(GOAL)
Answer these questions from the piece on divine simplicity below.
(a) Who argues that the objections have not moved the conversation forward from where it has historically been?
(b) Which two works by Bernard Lonergan does the piece consider?
(c) In which century is Lonergan described as a significant authority figure within Thomistic scholarship?

Safeguarding Divine Simplicity with Bernard Lonergan
Recently, arguments have been put forth attacking the doctrine of divine simplicity (some scholarly, others popular). None of these arguments are original. In fact, Ed Feser argues in response to these objections that they haven’t moved the conversation forward an inch from where it has historically been. This is frustrating in a sense similar to the “Who created God?” objection is. Obviously, objections to divine simplicity from, say, contingent predication, are a more sophisticated breed of argument, I suppose, but that does not make them any less fallacious or tedious, especially when they been responded to a thousand and one times, and can be found answered in a number of quintessential Thomistic texts.
To illustrate this purported lack of homework, let us consider the thought of Bernard Lonergan (both his work Insight and Grace and Freedom) to highlight not only how cobwebbed these contemporary objections to divine simplicity objections are, but how handily they have been swept away by philosophers and theologians who endorse divine simplicity; philosophers and theologians the objectors have little to no excuse *not* to be familiar with, especially since Lonergan is a significant 20th century authority figure within Thomistic scholarship. (Here, I must note the irony of those who object to Thomism frequently complaining of being unfairly accused of “not reading or understanding Aquinas” by Thomists, only to then — as if in the same breath! — trot out objections which clearly demonstrate they have neither read nor understand Aquinas.)

(RECORDED DATA)
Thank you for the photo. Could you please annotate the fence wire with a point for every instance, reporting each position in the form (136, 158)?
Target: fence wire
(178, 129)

(EXERCISE RESPONSE)
(a) Ed Feser
(b) Insight and Grace and Freedom
(c) The 20th century